ACTIVITY: Transcribe exactly the first line of the listing below and each line that follows it, ending with the line that contains "--target log surface", and omit the remainder.

MATERIAL PROVIDED:
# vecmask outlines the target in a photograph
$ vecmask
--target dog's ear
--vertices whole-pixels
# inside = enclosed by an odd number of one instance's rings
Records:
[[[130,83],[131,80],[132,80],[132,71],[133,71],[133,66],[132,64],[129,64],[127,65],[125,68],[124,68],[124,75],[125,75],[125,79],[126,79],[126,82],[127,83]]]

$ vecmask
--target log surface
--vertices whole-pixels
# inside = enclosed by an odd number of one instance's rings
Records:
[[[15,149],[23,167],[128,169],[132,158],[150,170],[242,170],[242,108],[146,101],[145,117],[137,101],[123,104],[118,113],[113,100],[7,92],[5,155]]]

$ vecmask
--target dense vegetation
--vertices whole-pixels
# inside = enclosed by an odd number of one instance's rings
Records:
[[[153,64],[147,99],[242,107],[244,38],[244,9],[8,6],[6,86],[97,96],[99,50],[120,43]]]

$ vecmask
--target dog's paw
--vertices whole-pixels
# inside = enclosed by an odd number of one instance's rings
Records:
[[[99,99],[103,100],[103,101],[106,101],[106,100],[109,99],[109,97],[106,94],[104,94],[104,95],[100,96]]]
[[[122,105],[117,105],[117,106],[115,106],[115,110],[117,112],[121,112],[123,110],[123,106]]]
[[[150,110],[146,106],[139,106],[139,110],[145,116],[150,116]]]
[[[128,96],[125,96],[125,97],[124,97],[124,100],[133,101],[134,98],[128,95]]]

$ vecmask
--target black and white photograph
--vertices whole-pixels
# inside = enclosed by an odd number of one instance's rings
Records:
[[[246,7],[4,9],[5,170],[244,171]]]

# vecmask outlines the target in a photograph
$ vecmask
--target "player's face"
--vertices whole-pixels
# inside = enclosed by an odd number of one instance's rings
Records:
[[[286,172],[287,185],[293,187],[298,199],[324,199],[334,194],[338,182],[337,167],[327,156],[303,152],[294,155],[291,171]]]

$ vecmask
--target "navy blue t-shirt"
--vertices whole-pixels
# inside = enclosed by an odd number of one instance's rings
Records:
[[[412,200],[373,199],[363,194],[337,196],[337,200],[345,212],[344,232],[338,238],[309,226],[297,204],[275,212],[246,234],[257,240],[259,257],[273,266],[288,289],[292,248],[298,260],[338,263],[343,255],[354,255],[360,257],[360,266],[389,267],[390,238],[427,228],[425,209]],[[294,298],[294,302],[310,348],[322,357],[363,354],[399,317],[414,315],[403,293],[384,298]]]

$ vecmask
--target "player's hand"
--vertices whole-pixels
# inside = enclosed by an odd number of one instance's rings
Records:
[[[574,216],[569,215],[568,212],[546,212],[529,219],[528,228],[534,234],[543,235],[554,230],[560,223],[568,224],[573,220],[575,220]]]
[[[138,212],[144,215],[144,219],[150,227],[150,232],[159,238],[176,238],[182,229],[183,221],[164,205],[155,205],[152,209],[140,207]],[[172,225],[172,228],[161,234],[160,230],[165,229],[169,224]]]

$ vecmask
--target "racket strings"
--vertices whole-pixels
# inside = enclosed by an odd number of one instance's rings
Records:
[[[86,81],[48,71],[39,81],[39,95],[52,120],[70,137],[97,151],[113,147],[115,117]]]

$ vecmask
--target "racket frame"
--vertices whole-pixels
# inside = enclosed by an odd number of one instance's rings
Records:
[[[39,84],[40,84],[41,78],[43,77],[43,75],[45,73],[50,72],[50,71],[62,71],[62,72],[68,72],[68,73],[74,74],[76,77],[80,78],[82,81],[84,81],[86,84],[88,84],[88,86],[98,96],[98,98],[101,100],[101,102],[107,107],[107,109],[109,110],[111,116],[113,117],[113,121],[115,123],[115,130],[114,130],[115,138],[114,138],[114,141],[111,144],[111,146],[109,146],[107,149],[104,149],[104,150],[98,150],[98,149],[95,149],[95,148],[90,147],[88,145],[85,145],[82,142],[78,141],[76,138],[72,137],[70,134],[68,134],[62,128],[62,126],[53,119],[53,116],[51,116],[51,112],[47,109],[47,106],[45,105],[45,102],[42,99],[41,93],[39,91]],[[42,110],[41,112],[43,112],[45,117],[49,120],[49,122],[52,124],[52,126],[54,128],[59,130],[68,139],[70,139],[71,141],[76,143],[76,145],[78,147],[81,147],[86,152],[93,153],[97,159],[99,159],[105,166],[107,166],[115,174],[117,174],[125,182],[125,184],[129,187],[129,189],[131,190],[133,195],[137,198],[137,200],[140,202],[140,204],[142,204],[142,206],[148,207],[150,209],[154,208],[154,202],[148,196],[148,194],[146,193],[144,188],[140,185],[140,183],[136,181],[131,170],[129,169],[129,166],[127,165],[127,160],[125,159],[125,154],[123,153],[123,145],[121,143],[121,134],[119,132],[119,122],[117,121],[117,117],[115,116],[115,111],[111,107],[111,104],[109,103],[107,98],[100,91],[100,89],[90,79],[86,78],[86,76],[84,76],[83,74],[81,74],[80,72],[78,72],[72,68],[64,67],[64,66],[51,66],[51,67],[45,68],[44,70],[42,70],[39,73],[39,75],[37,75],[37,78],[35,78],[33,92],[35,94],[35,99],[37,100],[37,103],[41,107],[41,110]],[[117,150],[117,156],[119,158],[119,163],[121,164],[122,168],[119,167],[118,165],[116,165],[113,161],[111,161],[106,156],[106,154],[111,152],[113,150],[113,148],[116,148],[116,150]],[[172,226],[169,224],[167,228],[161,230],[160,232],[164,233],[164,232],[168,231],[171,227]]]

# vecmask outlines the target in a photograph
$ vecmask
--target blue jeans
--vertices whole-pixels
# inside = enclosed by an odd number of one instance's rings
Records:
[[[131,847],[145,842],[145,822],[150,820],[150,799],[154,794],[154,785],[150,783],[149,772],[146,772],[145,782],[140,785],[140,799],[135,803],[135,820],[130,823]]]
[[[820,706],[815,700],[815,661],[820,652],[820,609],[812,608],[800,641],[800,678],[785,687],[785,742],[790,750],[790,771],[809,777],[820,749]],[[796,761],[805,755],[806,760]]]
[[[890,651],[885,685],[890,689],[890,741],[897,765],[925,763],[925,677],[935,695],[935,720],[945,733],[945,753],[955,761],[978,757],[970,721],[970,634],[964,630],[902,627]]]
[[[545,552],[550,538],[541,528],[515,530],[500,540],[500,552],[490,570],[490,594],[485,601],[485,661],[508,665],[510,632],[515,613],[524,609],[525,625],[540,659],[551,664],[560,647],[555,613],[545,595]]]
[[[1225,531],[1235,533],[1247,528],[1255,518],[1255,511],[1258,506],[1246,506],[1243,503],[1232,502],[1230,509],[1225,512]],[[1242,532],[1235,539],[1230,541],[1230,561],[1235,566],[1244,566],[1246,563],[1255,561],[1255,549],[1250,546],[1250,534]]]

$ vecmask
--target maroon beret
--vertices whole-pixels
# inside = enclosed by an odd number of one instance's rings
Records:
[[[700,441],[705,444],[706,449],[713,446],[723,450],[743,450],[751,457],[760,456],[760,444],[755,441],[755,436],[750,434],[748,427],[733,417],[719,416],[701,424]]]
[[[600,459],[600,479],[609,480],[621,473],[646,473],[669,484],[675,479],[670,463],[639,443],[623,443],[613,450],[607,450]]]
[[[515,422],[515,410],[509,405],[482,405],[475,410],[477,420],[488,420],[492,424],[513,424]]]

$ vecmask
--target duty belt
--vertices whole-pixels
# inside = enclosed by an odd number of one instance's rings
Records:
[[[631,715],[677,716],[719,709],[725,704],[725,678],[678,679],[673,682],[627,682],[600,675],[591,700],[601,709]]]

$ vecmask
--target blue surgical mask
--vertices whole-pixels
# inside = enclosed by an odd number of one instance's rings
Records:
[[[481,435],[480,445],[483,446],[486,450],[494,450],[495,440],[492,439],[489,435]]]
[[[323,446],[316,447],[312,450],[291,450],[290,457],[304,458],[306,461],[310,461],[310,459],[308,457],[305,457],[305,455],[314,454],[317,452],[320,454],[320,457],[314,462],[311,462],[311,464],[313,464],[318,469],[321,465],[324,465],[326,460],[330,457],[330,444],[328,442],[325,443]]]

TASK RESULT:
# vecmask outlines the target in a photograph
$ vecmask
--target dog's ear
--vertices whole-pixels
# inside = enclosed by an odd number of one instance's rings
Records:
[[[130,83],[131,80],[132,80],[132,71],[133,71],[133,66],[132,64],[129,64],[127,65],[125,68],[124,68],[124,75],[125,75],[125,79],[126,79],[126,82],[127,83]]]

$ vecmask
--target log surface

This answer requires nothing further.